[Entries from a dataset]

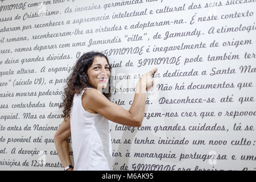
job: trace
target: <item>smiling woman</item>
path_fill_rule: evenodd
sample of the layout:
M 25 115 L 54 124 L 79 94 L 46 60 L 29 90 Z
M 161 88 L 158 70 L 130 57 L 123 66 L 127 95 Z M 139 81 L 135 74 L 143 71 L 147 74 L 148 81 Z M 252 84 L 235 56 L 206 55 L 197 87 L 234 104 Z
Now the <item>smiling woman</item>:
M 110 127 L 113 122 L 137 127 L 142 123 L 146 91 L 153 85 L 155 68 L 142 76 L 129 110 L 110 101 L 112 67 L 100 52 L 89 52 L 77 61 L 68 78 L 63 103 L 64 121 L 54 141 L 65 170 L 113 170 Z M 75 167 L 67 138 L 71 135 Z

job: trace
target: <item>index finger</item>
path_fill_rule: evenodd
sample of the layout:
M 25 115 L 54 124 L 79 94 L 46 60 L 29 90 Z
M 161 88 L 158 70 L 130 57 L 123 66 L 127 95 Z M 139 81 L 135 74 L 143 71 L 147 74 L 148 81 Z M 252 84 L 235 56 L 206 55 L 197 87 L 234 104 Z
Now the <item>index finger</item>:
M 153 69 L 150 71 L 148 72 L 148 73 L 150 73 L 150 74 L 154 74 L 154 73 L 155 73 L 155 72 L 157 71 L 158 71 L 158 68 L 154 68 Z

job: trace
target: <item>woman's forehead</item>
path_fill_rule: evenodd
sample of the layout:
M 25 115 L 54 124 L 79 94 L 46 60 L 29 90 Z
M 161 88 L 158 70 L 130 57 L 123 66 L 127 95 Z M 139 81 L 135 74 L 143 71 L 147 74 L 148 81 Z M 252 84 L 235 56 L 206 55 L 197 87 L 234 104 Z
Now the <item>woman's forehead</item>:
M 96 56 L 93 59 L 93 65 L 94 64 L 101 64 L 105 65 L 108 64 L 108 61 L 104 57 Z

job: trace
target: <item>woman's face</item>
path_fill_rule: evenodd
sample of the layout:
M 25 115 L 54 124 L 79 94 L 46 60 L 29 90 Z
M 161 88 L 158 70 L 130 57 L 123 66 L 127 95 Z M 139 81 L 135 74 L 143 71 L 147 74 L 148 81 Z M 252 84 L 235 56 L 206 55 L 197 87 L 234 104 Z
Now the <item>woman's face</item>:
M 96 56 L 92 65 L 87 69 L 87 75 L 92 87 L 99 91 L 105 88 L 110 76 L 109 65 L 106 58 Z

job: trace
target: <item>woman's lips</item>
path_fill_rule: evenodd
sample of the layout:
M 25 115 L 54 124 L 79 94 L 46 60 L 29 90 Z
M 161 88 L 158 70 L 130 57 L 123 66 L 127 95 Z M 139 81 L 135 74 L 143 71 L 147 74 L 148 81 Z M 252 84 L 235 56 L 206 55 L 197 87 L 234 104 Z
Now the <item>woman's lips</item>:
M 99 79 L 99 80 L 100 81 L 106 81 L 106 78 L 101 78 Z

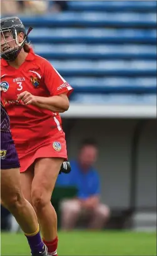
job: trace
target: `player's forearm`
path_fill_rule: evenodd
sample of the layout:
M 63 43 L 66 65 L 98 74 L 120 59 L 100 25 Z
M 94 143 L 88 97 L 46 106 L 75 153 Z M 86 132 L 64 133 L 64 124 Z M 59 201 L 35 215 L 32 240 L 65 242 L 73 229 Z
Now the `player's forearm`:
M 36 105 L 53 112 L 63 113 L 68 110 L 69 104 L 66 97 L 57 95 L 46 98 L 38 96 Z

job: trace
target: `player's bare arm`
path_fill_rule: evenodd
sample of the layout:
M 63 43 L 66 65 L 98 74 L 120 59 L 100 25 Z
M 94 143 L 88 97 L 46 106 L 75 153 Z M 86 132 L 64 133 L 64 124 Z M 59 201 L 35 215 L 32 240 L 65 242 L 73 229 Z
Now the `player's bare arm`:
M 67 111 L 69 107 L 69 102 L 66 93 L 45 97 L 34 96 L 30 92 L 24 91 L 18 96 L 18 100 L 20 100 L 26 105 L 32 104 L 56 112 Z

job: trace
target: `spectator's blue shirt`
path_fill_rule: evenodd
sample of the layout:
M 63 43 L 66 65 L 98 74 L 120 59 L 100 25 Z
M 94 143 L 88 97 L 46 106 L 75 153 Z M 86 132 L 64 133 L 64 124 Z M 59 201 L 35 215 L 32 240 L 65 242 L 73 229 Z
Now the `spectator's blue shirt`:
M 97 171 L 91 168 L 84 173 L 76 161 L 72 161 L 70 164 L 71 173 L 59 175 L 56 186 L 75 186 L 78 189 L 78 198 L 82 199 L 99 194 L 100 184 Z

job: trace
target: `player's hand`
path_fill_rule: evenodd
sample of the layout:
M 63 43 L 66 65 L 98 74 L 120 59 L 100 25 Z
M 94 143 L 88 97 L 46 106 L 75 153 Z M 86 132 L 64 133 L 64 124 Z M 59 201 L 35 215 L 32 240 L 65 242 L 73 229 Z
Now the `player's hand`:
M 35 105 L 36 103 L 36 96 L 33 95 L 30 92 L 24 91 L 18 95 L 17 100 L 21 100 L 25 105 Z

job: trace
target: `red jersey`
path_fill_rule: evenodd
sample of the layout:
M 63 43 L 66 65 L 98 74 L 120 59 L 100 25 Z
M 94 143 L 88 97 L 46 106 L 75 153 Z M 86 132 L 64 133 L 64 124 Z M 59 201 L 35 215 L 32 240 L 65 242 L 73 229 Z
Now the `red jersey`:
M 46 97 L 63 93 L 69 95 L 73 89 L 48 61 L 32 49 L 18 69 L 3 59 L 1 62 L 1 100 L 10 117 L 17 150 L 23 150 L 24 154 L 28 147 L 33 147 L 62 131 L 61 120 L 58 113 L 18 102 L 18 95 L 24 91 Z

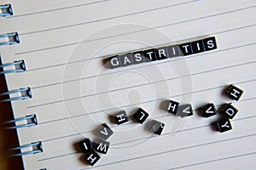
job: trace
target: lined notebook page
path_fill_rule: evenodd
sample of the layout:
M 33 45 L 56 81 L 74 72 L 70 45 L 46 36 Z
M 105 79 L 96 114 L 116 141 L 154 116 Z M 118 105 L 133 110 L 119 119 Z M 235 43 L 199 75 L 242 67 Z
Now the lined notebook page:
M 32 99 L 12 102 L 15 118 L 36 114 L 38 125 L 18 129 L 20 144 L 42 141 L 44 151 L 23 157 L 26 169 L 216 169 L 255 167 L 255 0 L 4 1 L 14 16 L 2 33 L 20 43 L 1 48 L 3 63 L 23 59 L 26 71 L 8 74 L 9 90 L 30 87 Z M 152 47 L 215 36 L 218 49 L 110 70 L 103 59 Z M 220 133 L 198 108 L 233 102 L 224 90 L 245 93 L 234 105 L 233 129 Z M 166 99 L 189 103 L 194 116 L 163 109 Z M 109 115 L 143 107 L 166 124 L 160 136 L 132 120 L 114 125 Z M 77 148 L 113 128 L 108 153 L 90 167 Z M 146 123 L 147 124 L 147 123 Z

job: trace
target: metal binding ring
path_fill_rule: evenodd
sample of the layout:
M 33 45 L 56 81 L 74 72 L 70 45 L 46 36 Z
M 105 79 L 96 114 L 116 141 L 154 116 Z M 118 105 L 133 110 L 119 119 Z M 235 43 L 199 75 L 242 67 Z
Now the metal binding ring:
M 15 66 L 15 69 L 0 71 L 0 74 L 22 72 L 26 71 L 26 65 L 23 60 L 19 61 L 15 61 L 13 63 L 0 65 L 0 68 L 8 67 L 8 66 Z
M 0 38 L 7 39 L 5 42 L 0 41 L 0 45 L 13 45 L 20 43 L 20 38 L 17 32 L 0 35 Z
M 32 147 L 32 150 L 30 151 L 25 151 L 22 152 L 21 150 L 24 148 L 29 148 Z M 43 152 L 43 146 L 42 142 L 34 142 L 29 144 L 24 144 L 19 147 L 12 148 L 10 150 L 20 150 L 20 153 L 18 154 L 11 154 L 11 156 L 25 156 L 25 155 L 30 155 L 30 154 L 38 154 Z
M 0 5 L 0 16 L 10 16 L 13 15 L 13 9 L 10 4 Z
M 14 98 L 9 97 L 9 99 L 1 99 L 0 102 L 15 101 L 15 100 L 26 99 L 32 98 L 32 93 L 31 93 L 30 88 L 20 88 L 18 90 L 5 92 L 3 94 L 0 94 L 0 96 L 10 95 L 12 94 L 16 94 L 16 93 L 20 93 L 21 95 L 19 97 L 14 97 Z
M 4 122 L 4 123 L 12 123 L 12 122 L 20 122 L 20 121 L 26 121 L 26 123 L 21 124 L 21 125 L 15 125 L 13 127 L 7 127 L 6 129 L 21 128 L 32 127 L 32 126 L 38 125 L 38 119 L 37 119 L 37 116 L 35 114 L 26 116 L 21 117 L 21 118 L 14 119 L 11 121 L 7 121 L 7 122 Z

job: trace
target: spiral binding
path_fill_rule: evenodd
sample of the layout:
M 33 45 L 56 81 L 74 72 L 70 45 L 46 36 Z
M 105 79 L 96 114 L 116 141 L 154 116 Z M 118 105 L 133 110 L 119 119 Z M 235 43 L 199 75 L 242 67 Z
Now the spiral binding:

**Instructions for the task:**
Rescale the entries from the start through the line containing "M 96 56 L 92", inclusive, reproducing every line with the requests kept. Multiply each path coordinate in the answers by 0.35 and round it to a whole number, halves up, but leave the numbers in the requests and layout samples unchanged and omit the pictures.

**Output of the task:**
job: trace
target: <item>smiling woman</item>
path_fill_rule: evenodd
sample of the layout:
M 25 115 L 54 124 L 79 94 L 46 60 L 29 90 Z
M 161 88 L 158 70 L 130 57 L 123 66 L 127 95 Z M 139 81 L 135 74 L 143 71 L 147 74 L 148 81 Z M 252 84 L 235 56 L 206 55 L 197 87 L 234 104 Z
Now the <item>smiling woman</item>:
M 39 44 L 40 43 L 48 44 L 50 43 L 51 32 L 54 30 L 54 24 L 50 27 L 45 39 L 39 35 L 39 23 L 35 18 L 31 18 L 27 21 L 24 27 L 22 36 L 22 42 L 19 49 L 23 60 L 40 60 Z M 26 58 L 23 48 L 25 47 Z

job: trace
target: <item>index finger</item>
path_fill_rule: evenodd
sample of the layout:
M 25 115 L 54 124 L 79 94 L 46 60 L 29 90 Z
M 161 88 L 158 70 L 130 57 L 123 66 L 127 95 Z M 139 81 L 135 74 L 143 71 L 147 74 L 148 81 Z M 252 84 L 235 56 L 206 55 L 197 87 L 234 104 Z
Now the <item>index finger</item>:
M 54 24 L 53 25 L 52 25 L 52 26 L 53 26 L 53 26 L 54 26 L 54 26 L 54 26 L 54 25 L 55 25 L 55 25 L 55 24 L 54 24 Z

job: trace
target: <item>woman's forehead</item>
path_fill_rule: evenodd
sample of the layout:
M 25 115 L 54 124 L 79 94 L 46 60 L 29 90 Z
M 161 88 L 158 70 L 130 57 L 123 66 L 127 95 Z M 139 81 L 135 74 L 143 71 L 147 74 L 148 81 Z M 252 84 L 235 56 L 206 55 L 197 87 L 234 104 Z
Now the <item>woman's forehead</item>:
M 34 20 L 33 21 L 33 23 L 33 22 L 35 22 L 37 23 L 38 22 L 38 21 L 36 20 Z

job: trace
target: <item>woman's face</item>
path_fill_rule: evenodd
sample of the layout:
M 25 115 L 54 124 L 79 94 L 46 60 L 29 90 Z
M 161 88 L 158 70 L 130 57 L 123 66 L 127 95 Z M 139 81 L 135 74 L 143 71 L 147 74 L 148 81 Z M 252 84 L 235 56 L 206 55 L 197 87 L 234 104 Z
Now the <item>woman's face</item>:
M 34 20 L 32 23 L 30 24 L 30 26 L 32 30 L 35 32 L 37 31 L 39 27 L 38 23 L 37 20 Z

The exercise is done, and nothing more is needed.